Copy the lines below, swapping every "Entries" for "Points" and changing nothing else.

EXERCISE INPUT:
╔══

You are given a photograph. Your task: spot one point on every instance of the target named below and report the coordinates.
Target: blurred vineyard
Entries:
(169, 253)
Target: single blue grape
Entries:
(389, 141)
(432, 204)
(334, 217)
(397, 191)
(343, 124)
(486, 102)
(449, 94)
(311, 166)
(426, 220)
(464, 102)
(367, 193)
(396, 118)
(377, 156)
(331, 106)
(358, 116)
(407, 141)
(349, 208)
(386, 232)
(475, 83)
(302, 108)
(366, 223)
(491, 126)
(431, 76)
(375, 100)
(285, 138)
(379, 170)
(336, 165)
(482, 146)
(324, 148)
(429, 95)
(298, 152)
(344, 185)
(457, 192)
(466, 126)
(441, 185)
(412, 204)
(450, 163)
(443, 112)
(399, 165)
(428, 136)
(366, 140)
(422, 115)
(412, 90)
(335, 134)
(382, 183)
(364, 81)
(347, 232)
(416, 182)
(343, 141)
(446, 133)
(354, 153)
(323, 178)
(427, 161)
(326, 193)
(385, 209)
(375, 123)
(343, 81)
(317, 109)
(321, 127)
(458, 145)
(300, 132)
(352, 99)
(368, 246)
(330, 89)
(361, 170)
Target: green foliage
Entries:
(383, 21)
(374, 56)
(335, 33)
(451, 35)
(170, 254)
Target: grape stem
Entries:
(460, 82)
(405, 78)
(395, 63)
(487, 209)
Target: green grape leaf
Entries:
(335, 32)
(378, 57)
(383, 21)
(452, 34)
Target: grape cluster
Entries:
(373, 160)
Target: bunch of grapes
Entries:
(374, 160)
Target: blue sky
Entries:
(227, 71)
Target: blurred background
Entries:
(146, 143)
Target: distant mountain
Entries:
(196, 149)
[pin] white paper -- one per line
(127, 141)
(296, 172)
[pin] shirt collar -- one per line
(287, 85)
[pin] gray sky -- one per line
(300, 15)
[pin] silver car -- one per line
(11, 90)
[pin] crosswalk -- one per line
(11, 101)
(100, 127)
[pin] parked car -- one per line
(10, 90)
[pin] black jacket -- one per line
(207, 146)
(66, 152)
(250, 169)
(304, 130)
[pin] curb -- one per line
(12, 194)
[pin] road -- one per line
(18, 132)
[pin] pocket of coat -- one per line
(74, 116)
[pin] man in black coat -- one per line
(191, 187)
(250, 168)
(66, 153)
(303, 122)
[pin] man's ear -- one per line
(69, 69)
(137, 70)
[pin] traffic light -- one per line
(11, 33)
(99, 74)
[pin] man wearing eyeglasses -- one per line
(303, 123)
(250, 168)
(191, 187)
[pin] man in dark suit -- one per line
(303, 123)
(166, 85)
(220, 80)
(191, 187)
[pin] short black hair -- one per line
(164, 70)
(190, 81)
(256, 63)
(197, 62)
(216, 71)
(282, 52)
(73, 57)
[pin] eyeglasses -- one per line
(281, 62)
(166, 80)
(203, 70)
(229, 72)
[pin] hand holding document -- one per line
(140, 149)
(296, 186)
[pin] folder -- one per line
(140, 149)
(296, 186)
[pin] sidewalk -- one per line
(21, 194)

╚══

RESULT OF THIS TASK:
You are given a photograph. Your task: spot one point on every instance of the target named below and report the coordinates.
Target: blurred vineyard
Points:
(169, 253)
Target: single blue grape
Points:
(389, 141)
(432, 204)
(334, 217)
(397, 191)
(343, 124)
(486, 102)
(449, 94)
(311, 166)
(426, 220)
(464, 102)
(367, 193)
(396, 118)
(377, 156)
(331, 106)
(358, 116)
(407, 141)
(349, 208)
(386, 232)
(475, 83)
(302, 108)
(366, 223)
(491, 126)
(431, 76)
(375, 100)
(285, 138)
(379, 170)
(336, 165)
(482, 146)
(324, 148)
(429, 95)
(298, 152)
(344, 185)
(457, 192)
(466, 126)
(441, 185)
(412, 204)
(450, 163)
(443, 112)
(399, 165)
(428, 136)
(366, 140)
(422, 115)
(412, 90)
(335, 134)
(382, 183)
(364, 81)
(347, 232)
(416, 182)
(343, 141)
(446, 133)
(354, 153)
(323, 178)
(427, 161)
(326, 193)
(385, 209)
(375, 123)
(343, 81)
(317, 109)
(321, 127)
(458, 145)
(300, 132)
(352, 99)
(368, 246)
(330, 89)
(361, 170)
Target: green foliage
Points:
(383, 21)
(374, 56)
(335, 33)
(451, 35)
(170, 254)
Target: grape stem
Points:
(460, 82)
(405, 78)
(395, 63)
(487, 209)
Target: green grape leaf
Points:
(335, 32)
(378, 57)
(383, 21)
(452, 34)
Target: grape cluster
Points:
(373, 160)
Target: bunch of grapes
Points:
(374, 160)
Target: blue sky
Points:
(227, 71)
Target: blurred background
Points:
(146, 143)
Target: distant mountain
Points:
(196, 149)
[pin] white paper -- one per line
(127, 141)
(296, 172)
[pin] shirt collar -- one per line
(287, 85)
[pin] gray sky -- one per line
(300, 15)
[pin] silver car -- one per line
(11, 90)
[pin] crosswalk -- one per line
(11, 101)
(100, 127)
[pin] parked car -- one per line
(10, 90)
[pin] black jacket -- one per line
(207, 146)
(66, 152)
(250, 169)
(304, 130)
[pin] curb -- one per line
(12, 194)
[pin] road -- one per line
(18, 132)
[pin] pocket of coat -- one per line
(74, 116)
[pin] man in black coat -- one per line
(191, 187)
(250, 168)
(66, 153)
(303, 122)
[pin] man's ear -- one per line
(69, 69)
(137, 70)
[pin] traffic light -- one per line
(11, 33)
(99, 74)
[pin] man wearing eyeglasses -- one per line
(303, 123)
(250, 168)
(191, 187)
[pin] man in dark suit -- one per line
(303, 123)
(166, 85)
(220, 80)
(191, 187)
[pin] short black hair -- one per line
(164, 70)
(190, 81)
(256, 63)
(197, 62)
(216, 71)
(282, 52)
(73, 57)
[pin] eyeglasses -- one per line
(281, 62)
(166, 80)
(203, 70)
(229, 72)
[pin] hand holding document -- one per line
(140, 149)
(296, 186)
[pin] folder -- one per line
(140, 149)
(296, 186)
[pin] sidewalk -- one per line
(21, 194)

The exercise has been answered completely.